Pick out every line of the data that contains the string "white" and copy each one. The match is case-sensitive.

═══ Stored records

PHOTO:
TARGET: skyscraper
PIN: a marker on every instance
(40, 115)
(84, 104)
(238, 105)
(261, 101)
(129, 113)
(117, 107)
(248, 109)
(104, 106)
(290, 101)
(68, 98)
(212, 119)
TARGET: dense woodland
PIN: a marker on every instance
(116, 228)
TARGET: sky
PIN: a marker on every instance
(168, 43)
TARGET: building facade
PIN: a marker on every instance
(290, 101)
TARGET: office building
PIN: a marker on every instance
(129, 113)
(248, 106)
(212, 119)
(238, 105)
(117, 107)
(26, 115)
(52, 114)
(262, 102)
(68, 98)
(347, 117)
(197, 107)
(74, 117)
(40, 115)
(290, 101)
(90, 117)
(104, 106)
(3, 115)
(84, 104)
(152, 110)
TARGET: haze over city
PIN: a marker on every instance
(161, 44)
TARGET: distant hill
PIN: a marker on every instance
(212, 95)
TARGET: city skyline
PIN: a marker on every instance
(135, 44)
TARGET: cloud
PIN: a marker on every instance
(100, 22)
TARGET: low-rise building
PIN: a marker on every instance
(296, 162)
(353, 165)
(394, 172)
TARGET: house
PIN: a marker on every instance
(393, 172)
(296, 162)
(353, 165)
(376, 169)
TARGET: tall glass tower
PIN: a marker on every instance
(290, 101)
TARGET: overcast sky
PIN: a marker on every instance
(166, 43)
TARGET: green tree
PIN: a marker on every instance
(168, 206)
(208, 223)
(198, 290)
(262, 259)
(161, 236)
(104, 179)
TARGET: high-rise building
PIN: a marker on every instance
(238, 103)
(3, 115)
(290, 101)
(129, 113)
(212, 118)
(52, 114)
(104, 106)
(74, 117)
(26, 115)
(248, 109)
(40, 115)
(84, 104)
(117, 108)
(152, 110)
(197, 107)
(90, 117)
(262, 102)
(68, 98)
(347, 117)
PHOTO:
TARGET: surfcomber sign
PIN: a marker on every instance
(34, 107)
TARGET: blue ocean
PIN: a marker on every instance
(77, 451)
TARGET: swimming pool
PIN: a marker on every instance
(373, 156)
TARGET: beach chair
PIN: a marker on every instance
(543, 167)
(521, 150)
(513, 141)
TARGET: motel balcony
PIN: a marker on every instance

══════
═══ Stored records

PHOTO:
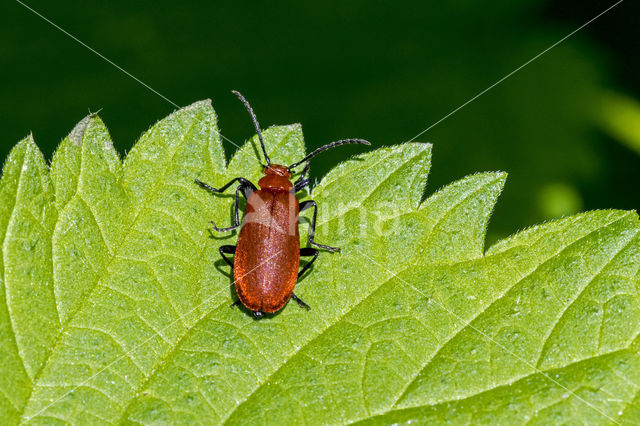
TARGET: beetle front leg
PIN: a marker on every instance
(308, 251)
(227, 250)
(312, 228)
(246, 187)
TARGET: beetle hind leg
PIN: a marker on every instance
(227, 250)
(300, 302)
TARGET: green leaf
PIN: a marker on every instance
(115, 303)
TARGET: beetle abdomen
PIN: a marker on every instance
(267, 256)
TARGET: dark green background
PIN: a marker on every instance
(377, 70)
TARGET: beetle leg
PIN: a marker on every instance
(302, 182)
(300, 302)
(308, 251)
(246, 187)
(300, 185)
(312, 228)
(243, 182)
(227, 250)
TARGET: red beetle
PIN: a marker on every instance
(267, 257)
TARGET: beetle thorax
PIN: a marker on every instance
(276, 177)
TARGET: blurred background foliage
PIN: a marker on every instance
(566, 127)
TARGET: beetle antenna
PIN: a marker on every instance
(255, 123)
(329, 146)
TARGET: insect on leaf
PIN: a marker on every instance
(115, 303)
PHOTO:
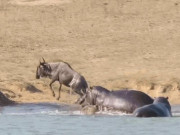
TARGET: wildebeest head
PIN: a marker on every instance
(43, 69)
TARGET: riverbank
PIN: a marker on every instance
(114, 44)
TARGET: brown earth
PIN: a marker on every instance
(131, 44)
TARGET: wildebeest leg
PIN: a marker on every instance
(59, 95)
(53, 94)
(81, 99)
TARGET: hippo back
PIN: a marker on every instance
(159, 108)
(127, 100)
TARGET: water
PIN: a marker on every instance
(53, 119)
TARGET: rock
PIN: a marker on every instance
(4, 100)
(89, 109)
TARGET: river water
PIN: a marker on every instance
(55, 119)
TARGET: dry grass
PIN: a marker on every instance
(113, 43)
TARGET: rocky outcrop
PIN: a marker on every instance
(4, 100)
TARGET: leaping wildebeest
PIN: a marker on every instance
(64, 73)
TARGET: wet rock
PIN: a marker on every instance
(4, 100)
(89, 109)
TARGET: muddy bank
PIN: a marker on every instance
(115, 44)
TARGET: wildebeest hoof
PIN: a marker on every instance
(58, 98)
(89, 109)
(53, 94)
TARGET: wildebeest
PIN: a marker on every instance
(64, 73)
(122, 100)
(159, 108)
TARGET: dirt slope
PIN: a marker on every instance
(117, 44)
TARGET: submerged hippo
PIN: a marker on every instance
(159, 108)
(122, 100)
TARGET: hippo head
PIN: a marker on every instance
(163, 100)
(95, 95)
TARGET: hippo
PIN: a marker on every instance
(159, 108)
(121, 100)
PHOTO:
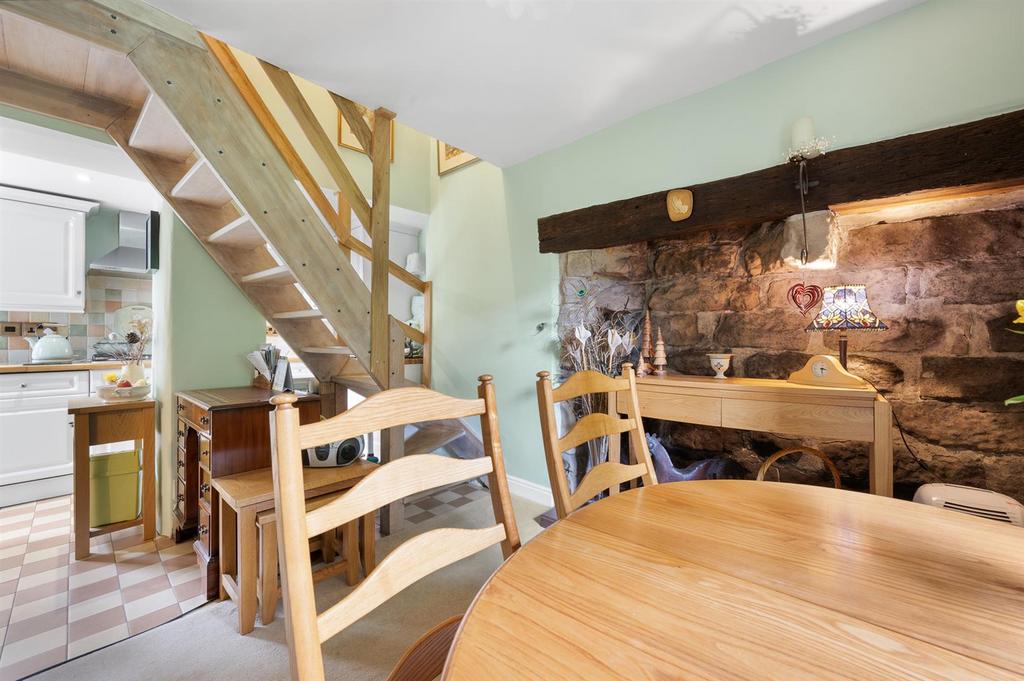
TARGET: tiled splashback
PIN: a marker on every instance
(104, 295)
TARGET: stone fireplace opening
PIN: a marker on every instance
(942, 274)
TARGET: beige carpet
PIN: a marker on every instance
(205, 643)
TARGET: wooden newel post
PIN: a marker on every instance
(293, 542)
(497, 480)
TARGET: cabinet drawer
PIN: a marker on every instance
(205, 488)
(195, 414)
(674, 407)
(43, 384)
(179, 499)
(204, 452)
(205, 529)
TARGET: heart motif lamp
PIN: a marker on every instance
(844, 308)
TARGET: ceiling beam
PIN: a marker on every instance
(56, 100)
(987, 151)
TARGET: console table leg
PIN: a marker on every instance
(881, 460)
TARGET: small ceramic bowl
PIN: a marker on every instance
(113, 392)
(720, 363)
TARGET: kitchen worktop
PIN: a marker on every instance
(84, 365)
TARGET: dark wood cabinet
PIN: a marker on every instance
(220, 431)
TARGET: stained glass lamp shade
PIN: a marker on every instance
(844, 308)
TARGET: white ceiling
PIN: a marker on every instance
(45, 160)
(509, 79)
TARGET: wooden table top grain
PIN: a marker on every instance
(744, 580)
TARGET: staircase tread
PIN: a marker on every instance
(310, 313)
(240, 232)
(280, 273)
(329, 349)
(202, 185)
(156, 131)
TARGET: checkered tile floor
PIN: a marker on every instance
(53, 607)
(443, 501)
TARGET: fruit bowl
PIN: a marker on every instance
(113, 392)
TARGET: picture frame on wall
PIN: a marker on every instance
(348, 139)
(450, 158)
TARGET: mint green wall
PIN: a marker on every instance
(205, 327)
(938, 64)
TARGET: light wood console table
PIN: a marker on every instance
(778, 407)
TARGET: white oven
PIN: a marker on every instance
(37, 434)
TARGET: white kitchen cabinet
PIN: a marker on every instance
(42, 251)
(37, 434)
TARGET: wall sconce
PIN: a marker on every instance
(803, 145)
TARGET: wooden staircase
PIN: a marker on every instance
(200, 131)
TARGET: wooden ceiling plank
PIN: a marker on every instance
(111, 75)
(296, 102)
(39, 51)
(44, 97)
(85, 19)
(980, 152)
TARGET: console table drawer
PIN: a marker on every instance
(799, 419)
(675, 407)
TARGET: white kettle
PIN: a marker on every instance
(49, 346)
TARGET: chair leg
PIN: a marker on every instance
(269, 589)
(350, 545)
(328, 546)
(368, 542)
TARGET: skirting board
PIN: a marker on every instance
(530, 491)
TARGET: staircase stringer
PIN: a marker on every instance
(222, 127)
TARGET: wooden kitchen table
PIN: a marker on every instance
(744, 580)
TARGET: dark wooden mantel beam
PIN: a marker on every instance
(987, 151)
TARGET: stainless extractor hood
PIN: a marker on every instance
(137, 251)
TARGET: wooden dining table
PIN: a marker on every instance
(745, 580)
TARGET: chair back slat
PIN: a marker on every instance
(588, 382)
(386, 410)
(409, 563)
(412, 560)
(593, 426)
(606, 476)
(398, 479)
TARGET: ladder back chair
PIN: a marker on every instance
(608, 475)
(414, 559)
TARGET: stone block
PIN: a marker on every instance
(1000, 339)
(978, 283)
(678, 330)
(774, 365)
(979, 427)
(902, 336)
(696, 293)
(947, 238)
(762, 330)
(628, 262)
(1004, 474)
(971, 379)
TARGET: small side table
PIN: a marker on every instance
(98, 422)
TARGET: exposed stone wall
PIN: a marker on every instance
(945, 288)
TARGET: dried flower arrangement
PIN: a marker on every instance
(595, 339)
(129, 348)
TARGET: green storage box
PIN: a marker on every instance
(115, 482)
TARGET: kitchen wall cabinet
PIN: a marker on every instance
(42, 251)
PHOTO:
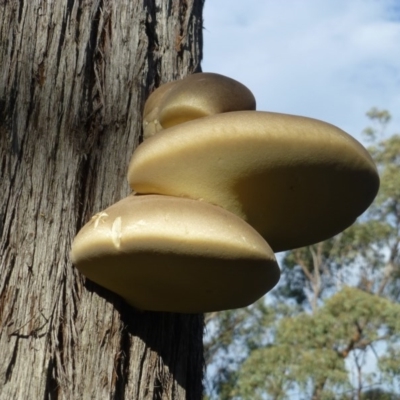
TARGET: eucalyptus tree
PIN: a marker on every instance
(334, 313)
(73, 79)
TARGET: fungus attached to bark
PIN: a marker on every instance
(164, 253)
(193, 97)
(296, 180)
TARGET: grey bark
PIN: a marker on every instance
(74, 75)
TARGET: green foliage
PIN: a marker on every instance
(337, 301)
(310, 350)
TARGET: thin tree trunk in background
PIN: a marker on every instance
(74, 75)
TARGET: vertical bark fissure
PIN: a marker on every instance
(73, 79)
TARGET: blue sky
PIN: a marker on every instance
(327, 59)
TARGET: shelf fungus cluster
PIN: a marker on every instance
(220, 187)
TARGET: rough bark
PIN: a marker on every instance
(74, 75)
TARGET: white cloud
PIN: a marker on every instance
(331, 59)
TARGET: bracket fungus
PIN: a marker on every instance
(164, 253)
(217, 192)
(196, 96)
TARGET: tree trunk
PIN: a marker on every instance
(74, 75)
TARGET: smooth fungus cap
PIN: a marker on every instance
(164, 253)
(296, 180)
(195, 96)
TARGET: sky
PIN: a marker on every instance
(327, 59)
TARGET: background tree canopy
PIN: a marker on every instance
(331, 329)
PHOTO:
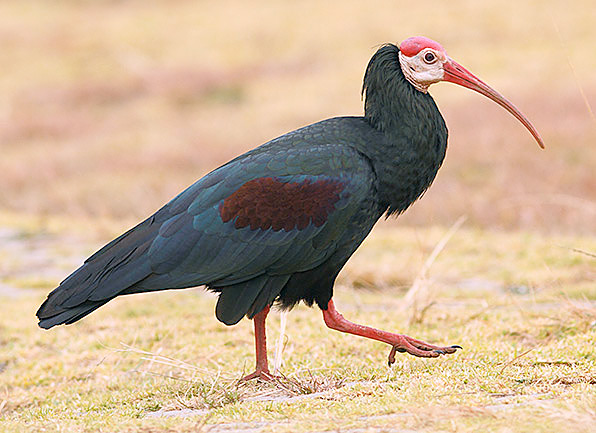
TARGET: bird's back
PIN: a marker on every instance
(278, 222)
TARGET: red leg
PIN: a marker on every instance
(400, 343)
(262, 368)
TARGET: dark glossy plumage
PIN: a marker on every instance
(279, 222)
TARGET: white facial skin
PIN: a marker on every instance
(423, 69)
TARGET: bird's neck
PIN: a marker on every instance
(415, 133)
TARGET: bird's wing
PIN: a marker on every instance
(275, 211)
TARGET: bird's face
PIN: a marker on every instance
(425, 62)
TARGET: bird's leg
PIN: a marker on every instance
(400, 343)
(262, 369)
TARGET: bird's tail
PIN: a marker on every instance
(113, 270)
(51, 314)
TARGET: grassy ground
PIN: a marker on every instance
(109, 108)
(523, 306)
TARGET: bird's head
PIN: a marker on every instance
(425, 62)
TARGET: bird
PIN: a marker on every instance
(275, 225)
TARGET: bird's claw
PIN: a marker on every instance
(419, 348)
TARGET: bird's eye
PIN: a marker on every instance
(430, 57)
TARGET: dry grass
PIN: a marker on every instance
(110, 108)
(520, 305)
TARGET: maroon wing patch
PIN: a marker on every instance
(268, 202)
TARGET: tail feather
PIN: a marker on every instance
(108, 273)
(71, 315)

══════

## Exercise result:
TARGET: white ceiling
TARGET: white oven
TARGET: white kitchen cabinet
TARGET: white kettle
TARGET: white cloud
TARGET: white facial skin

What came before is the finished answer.